Job. Which lines of the entries below contain the word "water"? List each such line in full, treating uppercase and lowercase as different.

Source data:
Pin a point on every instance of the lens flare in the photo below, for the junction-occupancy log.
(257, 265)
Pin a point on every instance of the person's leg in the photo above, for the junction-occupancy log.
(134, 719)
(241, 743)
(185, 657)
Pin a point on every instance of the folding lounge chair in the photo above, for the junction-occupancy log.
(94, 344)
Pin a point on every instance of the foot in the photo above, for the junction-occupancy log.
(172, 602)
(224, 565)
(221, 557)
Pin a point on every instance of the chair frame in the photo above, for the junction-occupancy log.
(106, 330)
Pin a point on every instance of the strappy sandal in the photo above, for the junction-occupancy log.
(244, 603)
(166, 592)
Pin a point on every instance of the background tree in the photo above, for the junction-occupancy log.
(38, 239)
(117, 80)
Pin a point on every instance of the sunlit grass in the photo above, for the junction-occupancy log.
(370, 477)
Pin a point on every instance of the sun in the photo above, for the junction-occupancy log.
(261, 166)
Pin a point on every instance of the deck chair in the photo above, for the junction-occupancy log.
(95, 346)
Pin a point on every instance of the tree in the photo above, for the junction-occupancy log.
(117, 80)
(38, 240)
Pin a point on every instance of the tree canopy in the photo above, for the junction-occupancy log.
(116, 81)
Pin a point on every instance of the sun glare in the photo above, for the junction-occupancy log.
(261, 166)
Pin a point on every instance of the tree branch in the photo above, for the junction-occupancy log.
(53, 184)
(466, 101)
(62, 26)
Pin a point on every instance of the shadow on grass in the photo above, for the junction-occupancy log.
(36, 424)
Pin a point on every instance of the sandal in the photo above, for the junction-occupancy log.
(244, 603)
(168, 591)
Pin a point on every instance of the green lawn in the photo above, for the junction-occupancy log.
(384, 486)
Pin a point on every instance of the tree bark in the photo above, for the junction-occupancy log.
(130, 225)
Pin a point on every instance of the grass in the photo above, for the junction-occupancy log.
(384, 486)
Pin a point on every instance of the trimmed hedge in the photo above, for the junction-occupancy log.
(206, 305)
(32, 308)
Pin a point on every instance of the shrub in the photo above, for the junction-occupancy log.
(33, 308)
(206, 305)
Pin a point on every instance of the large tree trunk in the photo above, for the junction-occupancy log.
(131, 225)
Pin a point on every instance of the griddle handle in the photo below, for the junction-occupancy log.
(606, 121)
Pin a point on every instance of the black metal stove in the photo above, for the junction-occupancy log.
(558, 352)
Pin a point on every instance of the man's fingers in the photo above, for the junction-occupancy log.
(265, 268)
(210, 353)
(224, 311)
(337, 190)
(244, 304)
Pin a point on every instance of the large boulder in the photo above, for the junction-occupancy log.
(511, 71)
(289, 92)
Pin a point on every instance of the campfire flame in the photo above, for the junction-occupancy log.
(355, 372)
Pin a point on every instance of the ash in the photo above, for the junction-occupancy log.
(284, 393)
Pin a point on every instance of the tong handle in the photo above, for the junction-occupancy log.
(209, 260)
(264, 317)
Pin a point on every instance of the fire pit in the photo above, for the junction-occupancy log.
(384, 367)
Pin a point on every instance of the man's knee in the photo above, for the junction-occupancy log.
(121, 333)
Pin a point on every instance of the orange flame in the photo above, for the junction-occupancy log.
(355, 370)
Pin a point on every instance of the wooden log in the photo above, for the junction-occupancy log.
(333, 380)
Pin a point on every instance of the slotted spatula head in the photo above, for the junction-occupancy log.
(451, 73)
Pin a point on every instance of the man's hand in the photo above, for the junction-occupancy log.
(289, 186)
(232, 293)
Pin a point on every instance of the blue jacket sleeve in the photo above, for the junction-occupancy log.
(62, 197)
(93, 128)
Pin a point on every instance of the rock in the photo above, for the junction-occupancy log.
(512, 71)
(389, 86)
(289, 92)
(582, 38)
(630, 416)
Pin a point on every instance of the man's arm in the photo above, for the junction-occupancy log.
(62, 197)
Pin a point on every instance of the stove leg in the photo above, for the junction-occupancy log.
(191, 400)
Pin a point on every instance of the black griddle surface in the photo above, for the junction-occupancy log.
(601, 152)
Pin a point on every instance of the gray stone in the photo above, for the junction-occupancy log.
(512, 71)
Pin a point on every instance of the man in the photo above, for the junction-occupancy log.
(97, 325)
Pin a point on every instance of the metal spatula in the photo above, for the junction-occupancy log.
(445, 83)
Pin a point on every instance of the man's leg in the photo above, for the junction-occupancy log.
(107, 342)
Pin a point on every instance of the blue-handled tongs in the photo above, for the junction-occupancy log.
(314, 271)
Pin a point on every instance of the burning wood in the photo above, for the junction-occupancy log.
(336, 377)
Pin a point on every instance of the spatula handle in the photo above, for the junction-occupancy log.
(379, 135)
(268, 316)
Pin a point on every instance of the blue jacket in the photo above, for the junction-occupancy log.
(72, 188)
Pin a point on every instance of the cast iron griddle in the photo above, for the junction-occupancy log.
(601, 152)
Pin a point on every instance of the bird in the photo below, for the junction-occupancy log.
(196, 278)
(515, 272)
* * *
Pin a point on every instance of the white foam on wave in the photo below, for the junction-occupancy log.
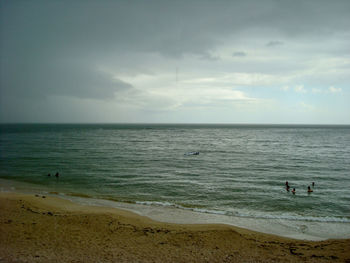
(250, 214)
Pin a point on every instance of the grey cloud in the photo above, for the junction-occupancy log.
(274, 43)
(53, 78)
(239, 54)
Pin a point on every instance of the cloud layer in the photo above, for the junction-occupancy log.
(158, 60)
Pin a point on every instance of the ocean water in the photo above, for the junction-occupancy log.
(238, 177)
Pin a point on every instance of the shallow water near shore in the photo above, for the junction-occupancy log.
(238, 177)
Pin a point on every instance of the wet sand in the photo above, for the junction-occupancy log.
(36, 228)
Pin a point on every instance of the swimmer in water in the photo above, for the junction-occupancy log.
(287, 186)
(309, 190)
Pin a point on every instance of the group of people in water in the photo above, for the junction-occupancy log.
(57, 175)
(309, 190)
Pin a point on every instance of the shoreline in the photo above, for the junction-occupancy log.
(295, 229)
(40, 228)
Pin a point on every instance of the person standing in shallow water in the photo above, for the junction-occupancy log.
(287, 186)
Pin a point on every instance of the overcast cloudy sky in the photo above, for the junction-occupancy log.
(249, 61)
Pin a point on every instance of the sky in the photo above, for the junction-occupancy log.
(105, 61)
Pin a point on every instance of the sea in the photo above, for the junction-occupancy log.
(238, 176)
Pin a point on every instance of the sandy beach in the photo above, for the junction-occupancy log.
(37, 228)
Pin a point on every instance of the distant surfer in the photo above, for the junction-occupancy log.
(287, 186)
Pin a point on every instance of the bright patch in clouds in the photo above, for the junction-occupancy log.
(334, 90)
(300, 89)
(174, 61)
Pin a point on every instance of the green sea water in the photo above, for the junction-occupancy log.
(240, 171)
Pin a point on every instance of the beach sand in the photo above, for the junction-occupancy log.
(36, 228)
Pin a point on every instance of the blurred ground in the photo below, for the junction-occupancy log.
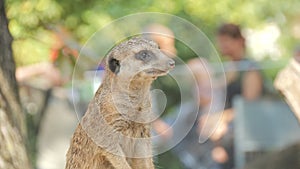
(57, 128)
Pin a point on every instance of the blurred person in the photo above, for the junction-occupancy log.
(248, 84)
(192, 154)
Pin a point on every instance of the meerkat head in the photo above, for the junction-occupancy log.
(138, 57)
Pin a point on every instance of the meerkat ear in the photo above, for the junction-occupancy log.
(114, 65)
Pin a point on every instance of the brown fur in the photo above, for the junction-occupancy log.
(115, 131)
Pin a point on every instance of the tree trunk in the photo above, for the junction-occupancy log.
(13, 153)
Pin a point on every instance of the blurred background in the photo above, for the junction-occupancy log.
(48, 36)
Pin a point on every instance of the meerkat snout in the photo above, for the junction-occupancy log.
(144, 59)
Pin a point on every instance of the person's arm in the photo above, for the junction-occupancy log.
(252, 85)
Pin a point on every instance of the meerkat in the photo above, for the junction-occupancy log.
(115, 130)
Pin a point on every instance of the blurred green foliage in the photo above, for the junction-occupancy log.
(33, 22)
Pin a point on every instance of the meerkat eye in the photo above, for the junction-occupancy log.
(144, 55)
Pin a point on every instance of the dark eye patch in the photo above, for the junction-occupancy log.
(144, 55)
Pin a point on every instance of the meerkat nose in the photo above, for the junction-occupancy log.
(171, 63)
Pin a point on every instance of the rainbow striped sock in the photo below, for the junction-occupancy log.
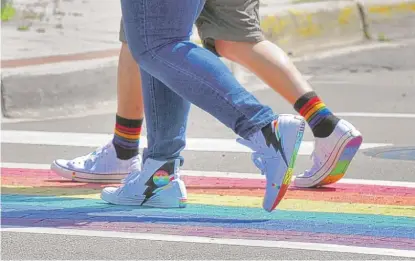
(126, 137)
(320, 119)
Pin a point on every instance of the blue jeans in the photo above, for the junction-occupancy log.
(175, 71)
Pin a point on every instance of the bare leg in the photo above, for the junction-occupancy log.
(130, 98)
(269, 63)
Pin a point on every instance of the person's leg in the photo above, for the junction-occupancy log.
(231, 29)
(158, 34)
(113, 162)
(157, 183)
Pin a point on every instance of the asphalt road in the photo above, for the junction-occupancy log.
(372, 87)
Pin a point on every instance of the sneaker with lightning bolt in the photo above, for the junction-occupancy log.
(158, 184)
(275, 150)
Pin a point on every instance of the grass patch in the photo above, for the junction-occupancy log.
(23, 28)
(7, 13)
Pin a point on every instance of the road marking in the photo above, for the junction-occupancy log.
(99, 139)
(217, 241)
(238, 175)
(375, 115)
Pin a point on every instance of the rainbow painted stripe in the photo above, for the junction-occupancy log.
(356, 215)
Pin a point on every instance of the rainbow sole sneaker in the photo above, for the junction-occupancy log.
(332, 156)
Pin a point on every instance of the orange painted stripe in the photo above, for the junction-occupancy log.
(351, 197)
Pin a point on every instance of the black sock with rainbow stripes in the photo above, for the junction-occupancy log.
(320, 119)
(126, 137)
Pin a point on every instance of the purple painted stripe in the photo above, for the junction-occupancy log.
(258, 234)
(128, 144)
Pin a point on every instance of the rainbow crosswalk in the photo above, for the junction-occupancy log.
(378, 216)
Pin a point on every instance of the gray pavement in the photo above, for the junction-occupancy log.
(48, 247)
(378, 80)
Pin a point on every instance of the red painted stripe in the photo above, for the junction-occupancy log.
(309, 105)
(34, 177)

Final answer.
Pin a point on every instance of the ocean water in the photo above, for the junction-occupancy log.
Pin a point on every instance of the shallow water near shore in the photo above, for the junction-occupancy log.
Pin a point on every instance of the swimmer in water in the photo above, for the junction-occupancy log.
Pin a point on every instance of the group of people in water in the photo above, for the junction-occupancy log.
Pin a point on every instance of the person standing in shallow water in the photo above, for the junction-occupancy log.
Pin a point on every instance of the green sea water in the photo above, for the junction-occupancy log.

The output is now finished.